==== Data for the task

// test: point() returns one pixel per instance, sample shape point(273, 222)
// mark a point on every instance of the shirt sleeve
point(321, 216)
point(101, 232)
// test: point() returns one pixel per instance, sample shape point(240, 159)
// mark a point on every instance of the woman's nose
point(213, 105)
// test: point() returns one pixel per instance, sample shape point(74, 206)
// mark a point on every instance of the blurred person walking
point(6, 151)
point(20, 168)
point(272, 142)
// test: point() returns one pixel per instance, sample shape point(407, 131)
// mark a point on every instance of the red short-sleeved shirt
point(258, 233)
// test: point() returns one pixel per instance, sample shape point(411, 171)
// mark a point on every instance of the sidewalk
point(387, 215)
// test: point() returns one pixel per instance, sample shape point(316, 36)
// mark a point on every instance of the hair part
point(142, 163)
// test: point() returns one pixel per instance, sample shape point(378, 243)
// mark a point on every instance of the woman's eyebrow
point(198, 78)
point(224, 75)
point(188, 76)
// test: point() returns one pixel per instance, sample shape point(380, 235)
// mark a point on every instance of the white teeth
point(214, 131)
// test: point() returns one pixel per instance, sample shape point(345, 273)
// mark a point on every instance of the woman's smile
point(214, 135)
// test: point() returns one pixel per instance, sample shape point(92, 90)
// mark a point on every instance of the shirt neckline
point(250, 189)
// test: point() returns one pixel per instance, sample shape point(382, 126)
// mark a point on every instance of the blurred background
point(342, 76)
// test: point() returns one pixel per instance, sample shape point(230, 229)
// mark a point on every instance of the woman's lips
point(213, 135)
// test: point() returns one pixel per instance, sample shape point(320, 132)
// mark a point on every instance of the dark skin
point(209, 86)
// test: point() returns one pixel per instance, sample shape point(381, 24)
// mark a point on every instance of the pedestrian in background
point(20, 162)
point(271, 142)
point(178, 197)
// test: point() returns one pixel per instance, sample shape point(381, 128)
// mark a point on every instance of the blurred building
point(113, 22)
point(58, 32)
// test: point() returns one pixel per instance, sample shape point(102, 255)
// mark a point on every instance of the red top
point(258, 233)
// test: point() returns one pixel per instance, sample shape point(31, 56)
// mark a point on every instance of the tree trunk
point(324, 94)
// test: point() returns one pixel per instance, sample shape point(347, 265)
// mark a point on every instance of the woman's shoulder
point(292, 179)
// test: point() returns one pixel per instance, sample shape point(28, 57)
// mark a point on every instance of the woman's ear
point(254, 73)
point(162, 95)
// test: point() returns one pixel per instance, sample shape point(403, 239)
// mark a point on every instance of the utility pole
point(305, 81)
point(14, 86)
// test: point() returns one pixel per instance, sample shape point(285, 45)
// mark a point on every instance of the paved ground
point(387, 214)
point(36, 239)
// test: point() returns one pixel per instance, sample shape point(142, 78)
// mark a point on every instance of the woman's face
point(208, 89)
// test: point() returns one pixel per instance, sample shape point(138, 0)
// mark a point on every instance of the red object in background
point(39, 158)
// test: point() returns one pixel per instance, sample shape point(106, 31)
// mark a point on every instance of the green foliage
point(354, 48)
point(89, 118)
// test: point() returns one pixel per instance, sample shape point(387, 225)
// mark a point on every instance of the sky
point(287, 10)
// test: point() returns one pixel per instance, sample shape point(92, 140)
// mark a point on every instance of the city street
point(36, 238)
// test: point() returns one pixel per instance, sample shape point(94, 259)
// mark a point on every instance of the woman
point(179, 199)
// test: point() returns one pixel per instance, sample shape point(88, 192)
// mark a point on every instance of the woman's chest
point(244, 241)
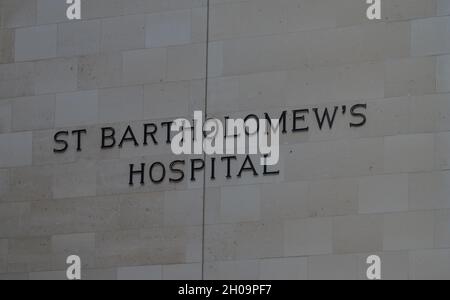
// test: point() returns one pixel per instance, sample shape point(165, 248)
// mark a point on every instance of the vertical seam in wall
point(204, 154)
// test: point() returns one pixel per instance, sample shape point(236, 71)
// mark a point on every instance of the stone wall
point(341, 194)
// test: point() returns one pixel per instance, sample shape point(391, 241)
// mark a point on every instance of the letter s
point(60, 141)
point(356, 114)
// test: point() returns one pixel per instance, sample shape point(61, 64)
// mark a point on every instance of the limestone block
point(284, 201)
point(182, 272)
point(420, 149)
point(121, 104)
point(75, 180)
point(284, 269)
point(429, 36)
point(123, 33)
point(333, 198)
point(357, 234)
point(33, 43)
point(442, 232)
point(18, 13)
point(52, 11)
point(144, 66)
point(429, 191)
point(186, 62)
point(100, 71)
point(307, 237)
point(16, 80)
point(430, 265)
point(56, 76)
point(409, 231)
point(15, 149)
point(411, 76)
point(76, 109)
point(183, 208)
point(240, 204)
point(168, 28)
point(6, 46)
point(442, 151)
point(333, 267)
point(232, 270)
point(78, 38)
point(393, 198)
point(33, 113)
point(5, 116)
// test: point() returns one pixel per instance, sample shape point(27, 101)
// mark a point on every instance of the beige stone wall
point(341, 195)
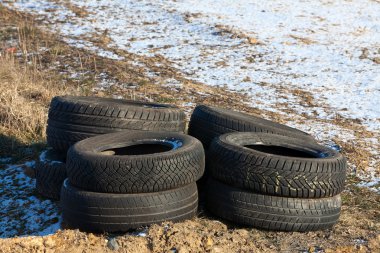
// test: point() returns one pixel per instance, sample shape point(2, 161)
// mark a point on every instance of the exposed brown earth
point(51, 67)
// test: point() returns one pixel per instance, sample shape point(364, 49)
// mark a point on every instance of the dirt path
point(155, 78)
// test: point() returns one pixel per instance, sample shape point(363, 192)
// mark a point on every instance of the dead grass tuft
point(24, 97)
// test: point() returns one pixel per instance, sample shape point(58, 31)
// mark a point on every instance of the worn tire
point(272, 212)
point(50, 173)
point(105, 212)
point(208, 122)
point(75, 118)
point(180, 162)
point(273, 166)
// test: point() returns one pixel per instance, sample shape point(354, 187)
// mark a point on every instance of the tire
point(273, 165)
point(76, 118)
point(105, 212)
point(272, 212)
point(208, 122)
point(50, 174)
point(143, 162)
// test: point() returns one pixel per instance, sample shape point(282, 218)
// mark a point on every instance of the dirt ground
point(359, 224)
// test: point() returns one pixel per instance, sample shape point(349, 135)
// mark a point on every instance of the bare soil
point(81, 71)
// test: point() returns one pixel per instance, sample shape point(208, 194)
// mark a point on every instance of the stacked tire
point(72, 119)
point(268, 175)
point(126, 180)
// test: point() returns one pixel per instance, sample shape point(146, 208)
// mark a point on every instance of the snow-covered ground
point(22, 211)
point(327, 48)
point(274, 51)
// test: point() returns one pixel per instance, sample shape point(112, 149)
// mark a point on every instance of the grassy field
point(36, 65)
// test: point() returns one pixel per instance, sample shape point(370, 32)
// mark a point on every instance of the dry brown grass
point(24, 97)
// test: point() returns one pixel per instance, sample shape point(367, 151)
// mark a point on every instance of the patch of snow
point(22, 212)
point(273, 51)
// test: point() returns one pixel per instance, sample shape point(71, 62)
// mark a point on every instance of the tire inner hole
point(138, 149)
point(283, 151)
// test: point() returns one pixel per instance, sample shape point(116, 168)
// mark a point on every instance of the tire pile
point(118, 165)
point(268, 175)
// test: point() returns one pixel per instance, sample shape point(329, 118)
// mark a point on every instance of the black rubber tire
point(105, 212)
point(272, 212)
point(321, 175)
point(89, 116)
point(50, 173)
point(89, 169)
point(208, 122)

========
==== Data for the task

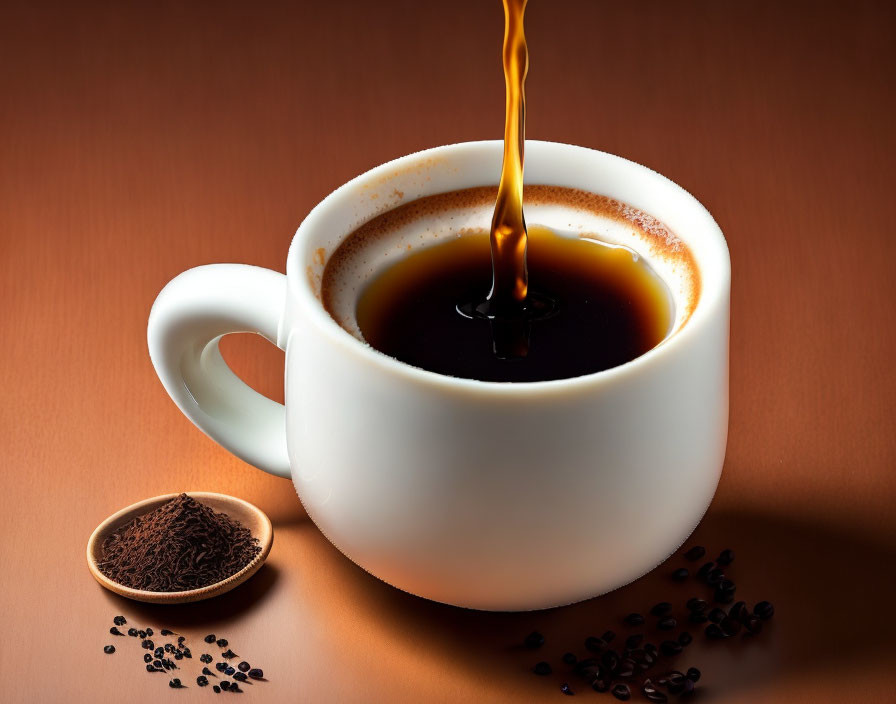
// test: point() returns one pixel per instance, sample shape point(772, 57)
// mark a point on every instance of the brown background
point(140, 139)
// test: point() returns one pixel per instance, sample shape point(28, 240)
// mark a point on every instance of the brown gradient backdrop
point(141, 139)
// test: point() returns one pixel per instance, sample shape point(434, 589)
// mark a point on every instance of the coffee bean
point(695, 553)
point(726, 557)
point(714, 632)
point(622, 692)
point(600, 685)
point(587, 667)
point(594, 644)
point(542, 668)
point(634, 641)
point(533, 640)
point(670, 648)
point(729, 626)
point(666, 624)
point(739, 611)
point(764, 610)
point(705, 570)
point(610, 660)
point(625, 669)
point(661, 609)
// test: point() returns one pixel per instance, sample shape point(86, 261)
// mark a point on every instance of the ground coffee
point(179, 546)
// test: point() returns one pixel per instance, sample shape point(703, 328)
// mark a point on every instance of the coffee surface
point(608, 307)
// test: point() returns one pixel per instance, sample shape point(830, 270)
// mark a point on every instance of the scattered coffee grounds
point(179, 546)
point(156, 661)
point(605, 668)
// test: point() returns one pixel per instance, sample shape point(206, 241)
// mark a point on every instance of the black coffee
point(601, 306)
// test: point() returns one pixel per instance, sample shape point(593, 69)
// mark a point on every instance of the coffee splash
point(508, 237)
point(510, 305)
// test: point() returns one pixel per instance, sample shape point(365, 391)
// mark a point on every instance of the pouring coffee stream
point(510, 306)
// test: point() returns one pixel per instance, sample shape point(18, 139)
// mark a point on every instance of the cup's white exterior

========
==== Data for the task

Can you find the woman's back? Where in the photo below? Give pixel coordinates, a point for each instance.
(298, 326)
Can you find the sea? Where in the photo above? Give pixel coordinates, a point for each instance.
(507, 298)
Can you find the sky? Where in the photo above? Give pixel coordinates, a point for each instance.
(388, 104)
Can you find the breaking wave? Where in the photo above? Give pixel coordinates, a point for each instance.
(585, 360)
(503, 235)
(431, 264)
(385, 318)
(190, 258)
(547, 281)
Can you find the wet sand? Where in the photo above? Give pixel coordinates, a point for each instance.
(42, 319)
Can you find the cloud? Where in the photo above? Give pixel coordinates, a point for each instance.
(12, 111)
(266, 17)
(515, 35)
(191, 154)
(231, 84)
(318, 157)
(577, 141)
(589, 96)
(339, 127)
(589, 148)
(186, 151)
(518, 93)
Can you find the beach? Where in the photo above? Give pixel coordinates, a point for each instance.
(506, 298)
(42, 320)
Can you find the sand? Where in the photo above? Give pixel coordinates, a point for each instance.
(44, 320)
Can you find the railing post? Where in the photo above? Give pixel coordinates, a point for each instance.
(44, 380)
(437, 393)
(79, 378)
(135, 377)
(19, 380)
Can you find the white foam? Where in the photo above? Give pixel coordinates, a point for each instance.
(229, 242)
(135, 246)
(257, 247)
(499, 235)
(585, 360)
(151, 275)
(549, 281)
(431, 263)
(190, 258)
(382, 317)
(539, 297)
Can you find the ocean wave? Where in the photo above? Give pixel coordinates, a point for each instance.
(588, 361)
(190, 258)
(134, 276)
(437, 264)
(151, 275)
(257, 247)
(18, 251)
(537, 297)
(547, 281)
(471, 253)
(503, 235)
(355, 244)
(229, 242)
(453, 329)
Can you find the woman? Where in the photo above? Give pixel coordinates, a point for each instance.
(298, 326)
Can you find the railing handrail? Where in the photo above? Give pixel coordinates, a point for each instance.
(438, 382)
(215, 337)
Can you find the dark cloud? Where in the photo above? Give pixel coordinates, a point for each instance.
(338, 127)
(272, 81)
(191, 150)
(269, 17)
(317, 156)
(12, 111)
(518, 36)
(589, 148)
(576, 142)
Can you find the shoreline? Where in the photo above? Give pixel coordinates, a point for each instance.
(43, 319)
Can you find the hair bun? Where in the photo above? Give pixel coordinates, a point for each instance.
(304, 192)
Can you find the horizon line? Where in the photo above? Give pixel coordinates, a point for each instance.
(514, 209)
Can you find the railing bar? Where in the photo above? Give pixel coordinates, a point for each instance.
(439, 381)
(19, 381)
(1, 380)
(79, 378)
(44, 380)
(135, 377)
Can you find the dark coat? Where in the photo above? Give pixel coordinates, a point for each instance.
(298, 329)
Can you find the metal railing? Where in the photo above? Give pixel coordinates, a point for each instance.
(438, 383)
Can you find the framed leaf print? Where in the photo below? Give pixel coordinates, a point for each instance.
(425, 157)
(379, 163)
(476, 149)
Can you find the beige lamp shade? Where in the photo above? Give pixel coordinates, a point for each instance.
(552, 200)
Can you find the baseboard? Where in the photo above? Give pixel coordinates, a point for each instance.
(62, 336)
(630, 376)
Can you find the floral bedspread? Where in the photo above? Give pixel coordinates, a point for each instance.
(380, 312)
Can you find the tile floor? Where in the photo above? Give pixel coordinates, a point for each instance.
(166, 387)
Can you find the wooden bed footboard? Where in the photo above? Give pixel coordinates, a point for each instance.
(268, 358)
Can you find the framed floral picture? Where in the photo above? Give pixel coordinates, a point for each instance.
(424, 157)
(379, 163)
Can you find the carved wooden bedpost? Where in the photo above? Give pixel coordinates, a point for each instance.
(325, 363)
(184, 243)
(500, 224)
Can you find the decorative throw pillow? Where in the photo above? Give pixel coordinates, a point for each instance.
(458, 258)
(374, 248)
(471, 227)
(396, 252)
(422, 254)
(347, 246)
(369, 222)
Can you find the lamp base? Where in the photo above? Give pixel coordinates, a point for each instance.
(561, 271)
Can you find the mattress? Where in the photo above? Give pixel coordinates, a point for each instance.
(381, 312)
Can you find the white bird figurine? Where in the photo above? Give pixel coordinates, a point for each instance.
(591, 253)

========

In the listing above, find the line with "shape point(236, 71)" and the line with "shape point(61, 64)", then print exactly those two lines and every line between them, and nothing more.

// test: point() returns one pixel per instance, sample shape point(236, 71)
// mark a point on every instance of the stone wall
point(341, 194)
// test: point() returns one pixel per instance, sample shape point(391, 241)
// mark a point on every instance of the letter s
point(60, 141)
point(356, 114)
// test: point() returns one pixel per instance, sample shape point(61, 64)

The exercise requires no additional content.